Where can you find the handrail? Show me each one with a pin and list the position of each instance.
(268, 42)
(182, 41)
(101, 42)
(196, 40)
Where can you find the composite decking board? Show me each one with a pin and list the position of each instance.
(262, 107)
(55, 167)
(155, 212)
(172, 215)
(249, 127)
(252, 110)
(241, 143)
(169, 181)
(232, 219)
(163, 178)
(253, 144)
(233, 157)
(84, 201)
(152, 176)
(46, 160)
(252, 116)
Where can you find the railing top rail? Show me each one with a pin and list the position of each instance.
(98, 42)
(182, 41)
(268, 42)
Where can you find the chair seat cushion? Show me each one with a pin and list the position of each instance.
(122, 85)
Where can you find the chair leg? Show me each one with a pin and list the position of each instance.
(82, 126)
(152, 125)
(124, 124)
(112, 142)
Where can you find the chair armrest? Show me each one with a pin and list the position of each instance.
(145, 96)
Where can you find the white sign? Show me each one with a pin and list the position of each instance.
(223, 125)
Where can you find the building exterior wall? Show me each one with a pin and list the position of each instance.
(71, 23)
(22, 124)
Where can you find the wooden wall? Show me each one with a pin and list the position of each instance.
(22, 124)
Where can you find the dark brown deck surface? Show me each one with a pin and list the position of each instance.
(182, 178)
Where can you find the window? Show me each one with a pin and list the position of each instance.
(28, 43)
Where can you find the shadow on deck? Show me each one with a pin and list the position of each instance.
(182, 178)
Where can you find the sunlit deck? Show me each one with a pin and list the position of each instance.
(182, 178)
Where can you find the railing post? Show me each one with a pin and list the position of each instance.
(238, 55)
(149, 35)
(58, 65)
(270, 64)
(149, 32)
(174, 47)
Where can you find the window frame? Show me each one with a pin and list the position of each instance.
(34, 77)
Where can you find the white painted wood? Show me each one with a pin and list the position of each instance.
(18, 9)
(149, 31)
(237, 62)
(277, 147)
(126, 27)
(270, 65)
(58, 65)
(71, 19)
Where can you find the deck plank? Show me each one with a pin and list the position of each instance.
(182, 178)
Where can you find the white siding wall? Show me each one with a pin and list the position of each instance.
********************
Each line of the data must be written out exactly as it appears.

Where can you find the handrail? Show me each one with a pin and list the position of each instance.
(268, 42)
(182, 41)
(101, 42)
(196, 40)
Where can you find the composite decking board? Show me each one with a pin and list the position of each instance.
(262, 107)
(55, 167)
(155, 212)
(172, 215)
(249, 127)
(252, 110)
(241, 143)
(169, 181)
(232, 219)
(163, 178)
(253, 144)
(233, 157)
(84, 201)
(152, 176)
(46, 160)
(252, 116)
Where can you find the railing top rail? Show me each one with a pin and list the position of each instance.
(98, 42)
(182, 41)
(268, 42)
Where can you find the chair seat cushion? Show me each one with a pin and list the position of each instance.
(122, 85)
Where can you find the chair leg? Show me each one with a pin and list the position of each instance.
(82, 126)
(152, 125)
(124, 124)
(112, 142)
Where can you find the chair armrest? Show me each one with a pin and list the position of each instance.
(145, 96)
Where can you find the white sign? Show me each one with a pin and list the position of each instance.
(223, 125)
Where can you find the building exterior wall? Show me each one with a pin and list the position of each instance.
(71, 23)
(22, 124)
Where can you find the wooden wall? Show me each one with a pin and list the position of each instance.
(22, 124)
Where can you find the dark brown deck surface? Show me each one with a pin and list the position of each instance.
(182, 178)
Where can you find the window? Show me each one with a pin and list the position of each instance.
(28, 43)
Where can you find the shadow on deck? Show me each one with a pin and list the position of each instance.
(182, 178)
Where can you find the sunlit deck? Show me each one with a pin and list the position of each instance.
(182, 178)
Where can you find the railing post? Show me each one with a pin and list the position of each instance.
(238, 55)
(149, 35)
(58, 65)
(270, 64)
(149, 32)
(174, 47)
Where can you find the window frame? Show me each one with a pin and list the position of each instance.
(34, 77)
Where can you find the white painted wood? Show me each one with a pin and list the position of each instance.
(18, 9)
(149, 31)
(237, 62)
(277, 147)
(126, 27)
(270, 65)
(58, 65)
(71, 19)
Where can you find the deck plank? Show me each one with a pin and list the position of each instance.
(182, 178)
Where can you find the white siding wall? Show me each one with a pin and list the position of each instance.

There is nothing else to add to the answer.